*** Listing ***

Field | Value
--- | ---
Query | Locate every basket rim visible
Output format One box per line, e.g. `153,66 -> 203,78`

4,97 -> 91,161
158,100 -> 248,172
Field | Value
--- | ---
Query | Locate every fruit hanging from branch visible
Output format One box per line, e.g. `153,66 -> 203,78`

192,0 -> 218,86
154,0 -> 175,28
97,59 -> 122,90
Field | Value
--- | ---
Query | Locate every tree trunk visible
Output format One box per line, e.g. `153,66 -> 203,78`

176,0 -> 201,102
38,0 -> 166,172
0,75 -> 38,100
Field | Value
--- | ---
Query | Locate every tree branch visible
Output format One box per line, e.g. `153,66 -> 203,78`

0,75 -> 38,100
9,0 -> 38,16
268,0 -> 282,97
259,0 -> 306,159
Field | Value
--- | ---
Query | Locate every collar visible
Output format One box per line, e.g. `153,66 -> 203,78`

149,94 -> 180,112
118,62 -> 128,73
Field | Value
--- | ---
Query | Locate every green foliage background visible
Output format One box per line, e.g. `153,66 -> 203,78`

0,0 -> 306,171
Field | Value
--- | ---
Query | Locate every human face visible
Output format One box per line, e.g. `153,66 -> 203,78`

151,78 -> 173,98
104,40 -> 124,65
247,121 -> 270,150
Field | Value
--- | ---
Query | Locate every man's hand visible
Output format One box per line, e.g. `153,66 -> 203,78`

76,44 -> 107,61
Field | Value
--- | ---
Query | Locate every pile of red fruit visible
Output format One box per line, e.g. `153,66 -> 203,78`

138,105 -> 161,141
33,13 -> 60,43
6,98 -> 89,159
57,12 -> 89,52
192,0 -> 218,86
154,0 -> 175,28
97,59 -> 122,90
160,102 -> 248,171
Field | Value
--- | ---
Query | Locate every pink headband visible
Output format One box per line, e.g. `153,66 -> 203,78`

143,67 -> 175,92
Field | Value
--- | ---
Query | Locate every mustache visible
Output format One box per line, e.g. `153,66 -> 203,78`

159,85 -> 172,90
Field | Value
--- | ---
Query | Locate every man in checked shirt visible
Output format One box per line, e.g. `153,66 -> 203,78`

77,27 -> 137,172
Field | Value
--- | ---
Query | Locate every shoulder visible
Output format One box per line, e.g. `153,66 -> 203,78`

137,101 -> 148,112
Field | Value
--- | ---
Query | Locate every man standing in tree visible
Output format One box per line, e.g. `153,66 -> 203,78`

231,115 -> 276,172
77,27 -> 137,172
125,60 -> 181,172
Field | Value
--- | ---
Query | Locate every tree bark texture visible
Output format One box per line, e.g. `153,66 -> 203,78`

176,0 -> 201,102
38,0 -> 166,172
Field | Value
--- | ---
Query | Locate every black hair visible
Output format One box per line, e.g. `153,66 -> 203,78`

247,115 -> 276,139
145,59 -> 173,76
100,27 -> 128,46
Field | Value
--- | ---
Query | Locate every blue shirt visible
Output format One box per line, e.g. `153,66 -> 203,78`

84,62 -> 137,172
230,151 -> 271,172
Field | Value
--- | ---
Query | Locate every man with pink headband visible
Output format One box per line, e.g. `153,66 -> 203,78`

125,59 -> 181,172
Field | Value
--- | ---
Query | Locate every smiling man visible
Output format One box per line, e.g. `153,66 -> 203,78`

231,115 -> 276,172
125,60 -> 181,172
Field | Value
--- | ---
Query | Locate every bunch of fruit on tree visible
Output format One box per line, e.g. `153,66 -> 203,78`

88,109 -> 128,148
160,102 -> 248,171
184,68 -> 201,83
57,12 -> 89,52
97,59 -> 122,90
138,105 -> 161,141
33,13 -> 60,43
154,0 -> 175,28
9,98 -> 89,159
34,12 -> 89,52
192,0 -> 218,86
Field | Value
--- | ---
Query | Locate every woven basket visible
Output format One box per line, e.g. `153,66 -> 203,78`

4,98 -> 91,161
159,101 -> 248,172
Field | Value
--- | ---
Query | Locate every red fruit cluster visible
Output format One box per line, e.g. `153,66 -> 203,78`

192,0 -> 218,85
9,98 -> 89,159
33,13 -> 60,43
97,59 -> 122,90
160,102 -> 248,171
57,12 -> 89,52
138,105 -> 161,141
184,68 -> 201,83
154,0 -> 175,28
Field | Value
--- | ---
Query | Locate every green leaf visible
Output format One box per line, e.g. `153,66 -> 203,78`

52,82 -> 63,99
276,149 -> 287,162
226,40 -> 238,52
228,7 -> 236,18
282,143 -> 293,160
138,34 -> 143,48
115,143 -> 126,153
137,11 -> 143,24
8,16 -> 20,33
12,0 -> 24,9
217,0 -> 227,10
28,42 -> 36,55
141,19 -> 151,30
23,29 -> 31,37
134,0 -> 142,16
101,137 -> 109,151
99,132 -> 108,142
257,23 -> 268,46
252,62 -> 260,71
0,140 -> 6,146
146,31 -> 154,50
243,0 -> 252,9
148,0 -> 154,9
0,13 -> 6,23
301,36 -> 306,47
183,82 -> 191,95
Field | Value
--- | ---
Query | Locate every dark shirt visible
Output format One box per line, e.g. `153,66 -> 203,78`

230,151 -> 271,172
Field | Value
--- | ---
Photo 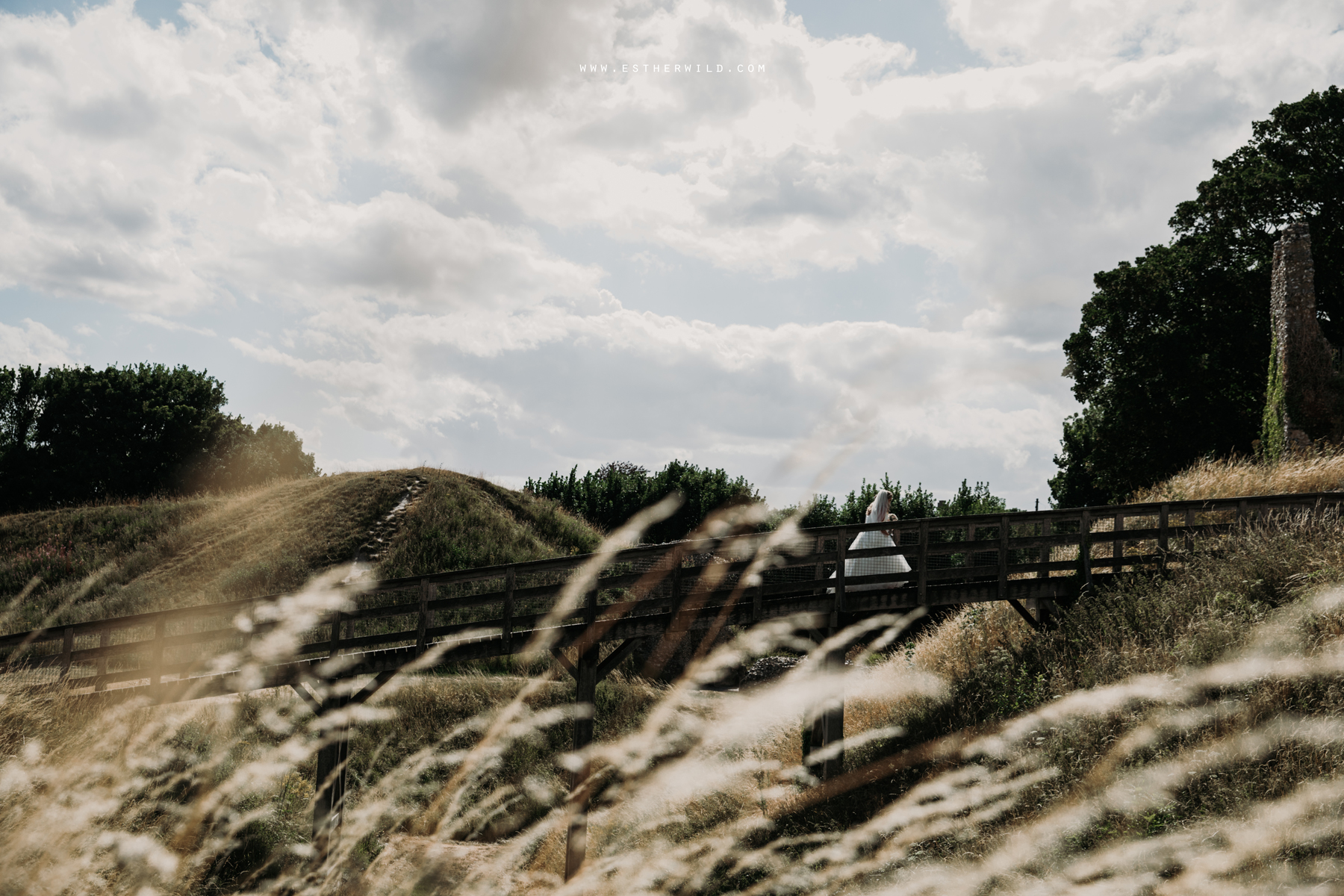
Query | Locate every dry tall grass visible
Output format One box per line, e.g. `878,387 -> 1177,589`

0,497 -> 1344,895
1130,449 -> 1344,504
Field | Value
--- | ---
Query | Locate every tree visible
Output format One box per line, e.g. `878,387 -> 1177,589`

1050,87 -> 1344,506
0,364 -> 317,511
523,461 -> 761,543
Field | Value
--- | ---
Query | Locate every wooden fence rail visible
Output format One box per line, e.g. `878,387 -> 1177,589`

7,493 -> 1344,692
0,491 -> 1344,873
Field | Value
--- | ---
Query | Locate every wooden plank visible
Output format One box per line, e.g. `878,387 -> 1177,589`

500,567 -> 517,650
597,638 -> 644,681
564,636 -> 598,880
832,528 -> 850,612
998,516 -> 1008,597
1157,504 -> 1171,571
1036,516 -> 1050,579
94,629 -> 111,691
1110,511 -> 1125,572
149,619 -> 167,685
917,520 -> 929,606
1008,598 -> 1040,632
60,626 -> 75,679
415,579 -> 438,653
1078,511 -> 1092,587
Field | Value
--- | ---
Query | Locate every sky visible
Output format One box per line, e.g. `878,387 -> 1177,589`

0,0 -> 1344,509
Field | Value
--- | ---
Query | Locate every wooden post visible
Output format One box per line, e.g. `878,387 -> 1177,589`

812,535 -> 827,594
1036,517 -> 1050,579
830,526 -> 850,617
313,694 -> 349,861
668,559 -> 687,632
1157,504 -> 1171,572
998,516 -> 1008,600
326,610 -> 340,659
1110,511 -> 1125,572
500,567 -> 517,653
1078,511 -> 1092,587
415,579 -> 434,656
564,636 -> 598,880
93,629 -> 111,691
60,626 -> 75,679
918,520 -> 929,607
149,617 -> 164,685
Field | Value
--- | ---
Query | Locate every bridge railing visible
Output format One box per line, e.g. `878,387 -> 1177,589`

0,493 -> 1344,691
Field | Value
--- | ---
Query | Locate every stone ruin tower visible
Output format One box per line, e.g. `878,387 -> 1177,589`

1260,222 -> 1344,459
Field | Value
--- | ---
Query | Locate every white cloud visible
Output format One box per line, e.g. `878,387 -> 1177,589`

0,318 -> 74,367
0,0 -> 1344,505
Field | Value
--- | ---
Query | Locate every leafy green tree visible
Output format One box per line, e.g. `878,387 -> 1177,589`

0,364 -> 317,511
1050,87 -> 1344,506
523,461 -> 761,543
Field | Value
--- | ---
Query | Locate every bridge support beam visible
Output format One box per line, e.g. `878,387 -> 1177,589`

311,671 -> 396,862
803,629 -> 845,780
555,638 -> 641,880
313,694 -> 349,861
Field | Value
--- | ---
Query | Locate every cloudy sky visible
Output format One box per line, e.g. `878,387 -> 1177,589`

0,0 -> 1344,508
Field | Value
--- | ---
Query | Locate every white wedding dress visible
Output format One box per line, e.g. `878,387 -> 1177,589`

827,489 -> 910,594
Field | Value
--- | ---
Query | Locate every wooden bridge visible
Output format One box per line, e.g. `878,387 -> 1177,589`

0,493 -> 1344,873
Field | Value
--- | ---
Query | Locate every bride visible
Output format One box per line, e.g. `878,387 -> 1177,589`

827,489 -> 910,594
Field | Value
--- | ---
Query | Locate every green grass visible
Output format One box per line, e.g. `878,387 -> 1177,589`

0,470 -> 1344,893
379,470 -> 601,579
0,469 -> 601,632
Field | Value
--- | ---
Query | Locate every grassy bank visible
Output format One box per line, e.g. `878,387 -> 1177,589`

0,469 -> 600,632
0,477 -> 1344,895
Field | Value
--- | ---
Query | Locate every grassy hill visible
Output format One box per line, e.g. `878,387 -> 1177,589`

***
*** Listing ***

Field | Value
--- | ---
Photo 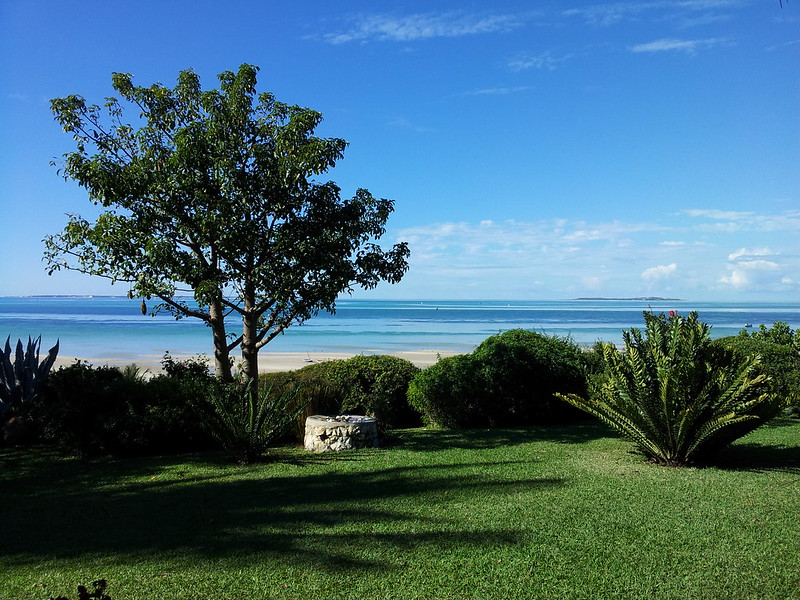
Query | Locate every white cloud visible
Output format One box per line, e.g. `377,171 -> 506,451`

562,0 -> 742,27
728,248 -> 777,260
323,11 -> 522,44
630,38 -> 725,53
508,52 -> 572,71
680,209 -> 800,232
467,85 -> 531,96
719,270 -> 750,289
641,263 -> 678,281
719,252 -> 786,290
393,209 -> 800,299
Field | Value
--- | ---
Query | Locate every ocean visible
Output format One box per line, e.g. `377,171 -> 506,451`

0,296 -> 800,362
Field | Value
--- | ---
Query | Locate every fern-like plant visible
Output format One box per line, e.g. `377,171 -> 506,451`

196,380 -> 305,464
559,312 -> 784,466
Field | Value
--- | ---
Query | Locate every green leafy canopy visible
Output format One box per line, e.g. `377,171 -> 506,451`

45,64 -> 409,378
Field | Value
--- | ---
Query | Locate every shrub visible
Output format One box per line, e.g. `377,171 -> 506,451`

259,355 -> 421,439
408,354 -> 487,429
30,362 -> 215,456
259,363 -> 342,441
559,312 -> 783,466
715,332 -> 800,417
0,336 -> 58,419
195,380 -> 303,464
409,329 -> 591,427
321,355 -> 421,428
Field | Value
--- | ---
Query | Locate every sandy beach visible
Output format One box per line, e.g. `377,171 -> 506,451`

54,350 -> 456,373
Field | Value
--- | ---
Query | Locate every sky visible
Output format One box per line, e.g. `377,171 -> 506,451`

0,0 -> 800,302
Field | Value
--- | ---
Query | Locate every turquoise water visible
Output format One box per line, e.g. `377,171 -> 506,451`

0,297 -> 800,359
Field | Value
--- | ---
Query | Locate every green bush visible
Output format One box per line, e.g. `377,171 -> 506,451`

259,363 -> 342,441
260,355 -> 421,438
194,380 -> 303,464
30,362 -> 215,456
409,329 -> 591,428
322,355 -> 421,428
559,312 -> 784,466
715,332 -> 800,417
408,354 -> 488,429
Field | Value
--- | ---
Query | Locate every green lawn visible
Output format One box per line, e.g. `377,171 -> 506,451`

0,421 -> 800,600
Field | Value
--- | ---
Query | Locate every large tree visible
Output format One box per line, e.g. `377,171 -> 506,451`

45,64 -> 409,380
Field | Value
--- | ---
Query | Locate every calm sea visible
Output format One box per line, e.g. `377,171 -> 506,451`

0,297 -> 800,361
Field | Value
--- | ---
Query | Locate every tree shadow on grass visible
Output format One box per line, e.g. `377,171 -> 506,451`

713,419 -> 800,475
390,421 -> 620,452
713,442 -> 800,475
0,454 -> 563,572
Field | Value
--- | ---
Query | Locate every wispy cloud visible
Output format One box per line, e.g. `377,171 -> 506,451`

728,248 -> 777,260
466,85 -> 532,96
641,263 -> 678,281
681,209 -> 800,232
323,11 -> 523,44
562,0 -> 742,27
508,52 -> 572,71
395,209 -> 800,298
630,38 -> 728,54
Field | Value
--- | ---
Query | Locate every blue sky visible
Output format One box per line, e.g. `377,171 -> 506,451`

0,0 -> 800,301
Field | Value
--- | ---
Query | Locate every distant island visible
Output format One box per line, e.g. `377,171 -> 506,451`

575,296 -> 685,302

***

▶ **Set exercise**
Find every line in the rows above that contains the string "leafy", treating uppercase and lowercase as different, and copy each of those lines.

▶ **Result of the exercise**
Query | Locate every leafy green tree visible
Query | Locate every green leafy canopy visible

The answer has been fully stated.